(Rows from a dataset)
.....

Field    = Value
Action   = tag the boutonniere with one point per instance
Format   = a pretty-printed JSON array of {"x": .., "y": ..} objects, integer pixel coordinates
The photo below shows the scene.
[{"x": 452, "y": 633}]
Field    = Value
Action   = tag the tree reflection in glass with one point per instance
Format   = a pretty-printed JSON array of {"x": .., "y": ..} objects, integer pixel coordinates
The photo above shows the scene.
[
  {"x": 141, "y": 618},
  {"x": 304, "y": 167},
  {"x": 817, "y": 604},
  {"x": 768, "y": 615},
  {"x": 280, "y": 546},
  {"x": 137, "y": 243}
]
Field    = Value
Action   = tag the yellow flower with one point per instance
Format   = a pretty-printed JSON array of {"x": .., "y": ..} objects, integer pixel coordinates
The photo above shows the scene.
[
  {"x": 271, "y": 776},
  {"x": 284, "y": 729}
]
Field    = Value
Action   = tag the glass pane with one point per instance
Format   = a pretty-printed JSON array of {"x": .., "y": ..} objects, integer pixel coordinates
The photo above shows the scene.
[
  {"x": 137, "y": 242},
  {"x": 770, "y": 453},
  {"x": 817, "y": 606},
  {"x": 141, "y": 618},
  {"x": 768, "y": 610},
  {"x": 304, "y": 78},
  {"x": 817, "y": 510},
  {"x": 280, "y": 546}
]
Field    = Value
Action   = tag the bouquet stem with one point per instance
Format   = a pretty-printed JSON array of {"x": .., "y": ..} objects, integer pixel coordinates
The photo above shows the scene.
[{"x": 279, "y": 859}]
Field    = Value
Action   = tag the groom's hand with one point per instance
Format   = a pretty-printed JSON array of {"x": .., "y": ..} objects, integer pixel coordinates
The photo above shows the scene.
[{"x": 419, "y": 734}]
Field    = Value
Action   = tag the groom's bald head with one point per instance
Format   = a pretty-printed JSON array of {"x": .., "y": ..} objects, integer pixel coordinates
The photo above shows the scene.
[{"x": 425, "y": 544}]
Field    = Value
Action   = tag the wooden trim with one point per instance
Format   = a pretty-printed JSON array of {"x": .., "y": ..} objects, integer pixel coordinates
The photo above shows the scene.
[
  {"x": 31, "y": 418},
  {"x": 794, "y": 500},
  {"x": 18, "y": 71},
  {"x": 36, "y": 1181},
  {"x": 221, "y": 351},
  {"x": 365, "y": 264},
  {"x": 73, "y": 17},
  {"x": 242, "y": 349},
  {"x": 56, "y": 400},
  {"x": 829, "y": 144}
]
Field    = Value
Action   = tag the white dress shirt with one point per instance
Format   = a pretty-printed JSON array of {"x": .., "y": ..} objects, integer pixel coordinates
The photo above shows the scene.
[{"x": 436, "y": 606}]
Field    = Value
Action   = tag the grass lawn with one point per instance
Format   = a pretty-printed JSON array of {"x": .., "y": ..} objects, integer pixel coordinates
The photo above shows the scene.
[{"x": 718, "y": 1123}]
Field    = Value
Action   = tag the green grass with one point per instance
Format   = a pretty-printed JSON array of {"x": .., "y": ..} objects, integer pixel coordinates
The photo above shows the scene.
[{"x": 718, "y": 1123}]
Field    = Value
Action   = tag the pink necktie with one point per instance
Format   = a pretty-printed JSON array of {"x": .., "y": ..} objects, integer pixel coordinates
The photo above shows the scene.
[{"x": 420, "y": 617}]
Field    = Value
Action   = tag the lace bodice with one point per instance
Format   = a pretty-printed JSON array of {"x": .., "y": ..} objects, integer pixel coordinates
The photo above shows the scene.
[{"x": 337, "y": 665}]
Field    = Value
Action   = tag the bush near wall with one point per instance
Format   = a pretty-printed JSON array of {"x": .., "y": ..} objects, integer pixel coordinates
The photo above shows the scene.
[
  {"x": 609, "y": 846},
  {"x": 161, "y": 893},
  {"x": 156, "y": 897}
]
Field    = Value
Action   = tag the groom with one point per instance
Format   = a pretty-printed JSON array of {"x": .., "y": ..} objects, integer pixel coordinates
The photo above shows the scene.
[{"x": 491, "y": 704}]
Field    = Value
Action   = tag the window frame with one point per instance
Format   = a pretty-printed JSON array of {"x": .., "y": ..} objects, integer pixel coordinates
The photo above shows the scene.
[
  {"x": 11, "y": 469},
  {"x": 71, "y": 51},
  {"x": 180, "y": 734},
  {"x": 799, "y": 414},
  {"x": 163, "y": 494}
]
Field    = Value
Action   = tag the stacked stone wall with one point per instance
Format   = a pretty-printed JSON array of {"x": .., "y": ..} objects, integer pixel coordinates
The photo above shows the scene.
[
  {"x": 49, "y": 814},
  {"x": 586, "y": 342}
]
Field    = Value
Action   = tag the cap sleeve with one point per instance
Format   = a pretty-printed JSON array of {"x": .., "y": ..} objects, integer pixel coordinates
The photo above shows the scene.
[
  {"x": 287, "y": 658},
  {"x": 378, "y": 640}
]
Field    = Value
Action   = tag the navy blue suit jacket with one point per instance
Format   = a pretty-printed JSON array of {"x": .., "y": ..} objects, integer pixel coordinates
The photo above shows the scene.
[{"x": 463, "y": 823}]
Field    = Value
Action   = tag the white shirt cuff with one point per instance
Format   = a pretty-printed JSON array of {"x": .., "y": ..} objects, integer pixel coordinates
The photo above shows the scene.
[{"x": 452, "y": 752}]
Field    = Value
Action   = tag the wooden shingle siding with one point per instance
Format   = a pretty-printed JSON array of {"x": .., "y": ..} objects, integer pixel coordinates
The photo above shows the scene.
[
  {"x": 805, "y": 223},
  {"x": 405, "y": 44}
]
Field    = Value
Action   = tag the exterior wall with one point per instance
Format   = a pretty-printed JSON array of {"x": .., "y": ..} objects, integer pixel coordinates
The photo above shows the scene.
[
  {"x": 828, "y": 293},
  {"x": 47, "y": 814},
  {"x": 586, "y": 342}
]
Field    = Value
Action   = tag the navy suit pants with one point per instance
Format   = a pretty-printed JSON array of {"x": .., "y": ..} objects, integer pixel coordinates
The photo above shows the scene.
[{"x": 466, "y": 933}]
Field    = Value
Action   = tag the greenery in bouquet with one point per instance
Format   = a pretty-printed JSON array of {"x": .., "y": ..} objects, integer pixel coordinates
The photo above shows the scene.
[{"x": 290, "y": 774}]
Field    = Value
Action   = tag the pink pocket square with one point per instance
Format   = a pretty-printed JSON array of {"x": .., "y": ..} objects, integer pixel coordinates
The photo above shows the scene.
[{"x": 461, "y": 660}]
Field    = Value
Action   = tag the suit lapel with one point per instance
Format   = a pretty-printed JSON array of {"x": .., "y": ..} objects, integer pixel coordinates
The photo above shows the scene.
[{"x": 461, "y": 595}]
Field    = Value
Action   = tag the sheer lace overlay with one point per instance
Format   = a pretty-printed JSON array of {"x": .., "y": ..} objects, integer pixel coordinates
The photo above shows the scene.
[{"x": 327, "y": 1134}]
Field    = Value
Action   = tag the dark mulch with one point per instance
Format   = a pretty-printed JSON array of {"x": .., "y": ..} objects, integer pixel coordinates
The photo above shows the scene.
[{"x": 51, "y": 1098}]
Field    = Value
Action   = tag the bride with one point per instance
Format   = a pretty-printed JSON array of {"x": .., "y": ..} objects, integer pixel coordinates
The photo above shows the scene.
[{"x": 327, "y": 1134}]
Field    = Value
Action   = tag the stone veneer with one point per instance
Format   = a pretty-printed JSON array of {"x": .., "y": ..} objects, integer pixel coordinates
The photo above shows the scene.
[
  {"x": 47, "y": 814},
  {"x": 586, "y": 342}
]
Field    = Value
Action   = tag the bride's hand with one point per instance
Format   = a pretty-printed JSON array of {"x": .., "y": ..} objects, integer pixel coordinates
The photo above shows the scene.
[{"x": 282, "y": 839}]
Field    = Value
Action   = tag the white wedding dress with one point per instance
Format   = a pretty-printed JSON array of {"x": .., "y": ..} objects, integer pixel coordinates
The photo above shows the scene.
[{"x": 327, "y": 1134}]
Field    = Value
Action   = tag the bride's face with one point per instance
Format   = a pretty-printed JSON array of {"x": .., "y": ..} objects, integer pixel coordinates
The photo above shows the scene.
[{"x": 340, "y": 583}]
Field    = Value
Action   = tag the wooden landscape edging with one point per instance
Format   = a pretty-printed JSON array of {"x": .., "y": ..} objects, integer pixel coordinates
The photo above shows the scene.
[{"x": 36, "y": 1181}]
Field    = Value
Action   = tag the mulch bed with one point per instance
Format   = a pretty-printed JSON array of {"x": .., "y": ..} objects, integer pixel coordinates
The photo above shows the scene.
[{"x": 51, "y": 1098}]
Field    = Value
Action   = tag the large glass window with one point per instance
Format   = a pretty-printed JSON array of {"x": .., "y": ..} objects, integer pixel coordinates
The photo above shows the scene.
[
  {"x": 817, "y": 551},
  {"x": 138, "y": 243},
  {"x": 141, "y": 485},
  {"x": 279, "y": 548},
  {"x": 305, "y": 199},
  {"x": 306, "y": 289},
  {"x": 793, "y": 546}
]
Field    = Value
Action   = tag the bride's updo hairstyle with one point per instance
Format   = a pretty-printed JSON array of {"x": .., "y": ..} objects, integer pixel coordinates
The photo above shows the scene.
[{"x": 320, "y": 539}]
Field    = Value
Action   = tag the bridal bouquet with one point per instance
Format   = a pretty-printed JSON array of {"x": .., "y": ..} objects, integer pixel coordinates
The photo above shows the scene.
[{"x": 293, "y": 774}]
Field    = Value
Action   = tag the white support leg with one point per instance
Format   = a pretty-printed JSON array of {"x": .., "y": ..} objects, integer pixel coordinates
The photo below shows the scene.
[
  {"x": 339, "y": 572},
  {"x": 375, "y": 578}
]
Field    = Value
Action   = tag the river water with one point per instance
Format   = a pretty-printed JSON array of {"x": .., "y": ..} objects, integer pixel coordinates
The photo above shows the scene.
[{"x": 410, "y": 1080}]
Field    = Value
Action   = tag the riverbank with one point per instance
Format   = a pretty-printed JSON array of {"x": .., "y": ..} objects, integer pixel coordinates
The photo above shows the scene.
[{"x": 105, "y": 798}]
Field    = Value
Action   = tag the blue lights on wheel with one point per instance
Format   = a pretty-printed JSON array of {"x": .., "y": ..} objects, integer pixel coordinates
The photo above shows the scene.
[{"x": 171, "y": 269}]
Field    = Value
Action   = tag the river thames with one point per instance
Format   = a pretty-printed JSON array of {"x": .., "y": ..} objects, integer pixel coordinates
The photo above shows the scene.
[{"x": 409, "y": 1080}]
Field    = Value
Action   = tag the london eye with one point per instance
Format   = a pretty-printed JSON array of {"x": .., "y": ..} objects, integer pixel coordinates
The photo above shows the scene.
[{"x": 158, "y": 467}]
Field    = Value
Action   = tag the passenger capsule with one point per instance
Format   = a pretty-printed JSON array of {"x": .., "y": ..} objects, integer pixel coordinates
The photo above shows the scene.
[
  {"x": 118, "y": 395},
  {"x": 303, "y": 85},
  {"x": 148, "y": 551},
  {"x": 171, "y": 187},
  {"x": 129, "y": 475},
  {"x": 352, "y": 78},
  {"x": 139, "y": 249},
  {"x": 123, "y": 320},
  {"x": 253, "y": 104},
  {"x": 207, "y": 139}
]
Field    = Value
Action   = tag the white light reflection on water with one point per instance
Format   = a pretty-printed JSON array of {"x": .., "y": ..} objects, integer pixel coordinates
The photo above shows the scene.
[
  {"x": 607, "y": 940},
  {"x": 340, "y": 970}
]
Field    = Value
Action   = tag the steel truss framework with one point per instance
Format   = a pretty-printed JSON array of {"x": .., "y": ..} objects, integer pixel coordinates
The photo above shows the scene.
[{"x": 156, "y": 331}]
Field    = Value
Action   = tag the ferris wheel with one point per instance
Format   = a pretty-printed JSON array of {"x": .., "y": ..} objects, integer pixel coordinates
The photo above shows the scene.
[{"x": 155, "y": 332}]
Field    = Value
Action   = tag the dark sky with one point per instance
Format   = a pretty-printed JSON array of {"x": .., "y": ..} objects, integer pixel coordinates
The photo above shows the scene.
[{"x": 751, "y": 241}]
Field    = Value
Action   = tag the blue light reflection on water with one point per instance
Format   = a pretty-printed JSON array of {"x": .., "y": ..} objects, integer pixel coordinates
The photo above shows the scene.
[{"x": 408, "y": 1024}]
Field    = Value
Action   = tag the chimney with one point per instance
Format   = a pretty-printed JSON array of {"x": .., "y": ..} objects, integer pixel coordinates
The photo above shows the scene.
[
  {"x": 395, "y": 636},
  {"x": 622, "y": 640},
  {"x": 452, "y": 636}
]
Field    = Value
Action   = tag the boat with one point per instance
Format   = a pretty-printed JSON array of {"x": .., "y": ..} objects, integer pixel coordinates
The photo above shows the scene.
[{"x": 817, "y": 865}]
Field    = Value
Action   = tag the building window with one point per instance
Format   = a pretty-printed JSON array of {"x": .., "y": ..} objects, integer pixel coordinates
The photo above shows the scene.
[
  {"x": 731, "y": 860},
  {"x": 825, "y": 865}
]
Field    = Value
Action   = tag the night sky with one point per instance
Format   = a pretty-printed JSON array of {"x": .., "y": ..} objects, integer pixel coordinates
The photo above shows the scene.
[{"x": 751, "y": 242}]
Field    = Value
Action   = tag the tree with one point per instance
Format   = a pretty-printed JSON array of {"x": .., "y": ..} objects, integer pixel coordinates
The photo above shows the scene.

.....

*WHAT TO WORK ON*: Locate every line above that contains the string "wheel" and copy each one. Matching is case-sensitive.

*EXPECTED OUTPUT*:
Action   = tag the blue lights on wheel with one point per instance
Action   = tag the ferris wheel with one point per instance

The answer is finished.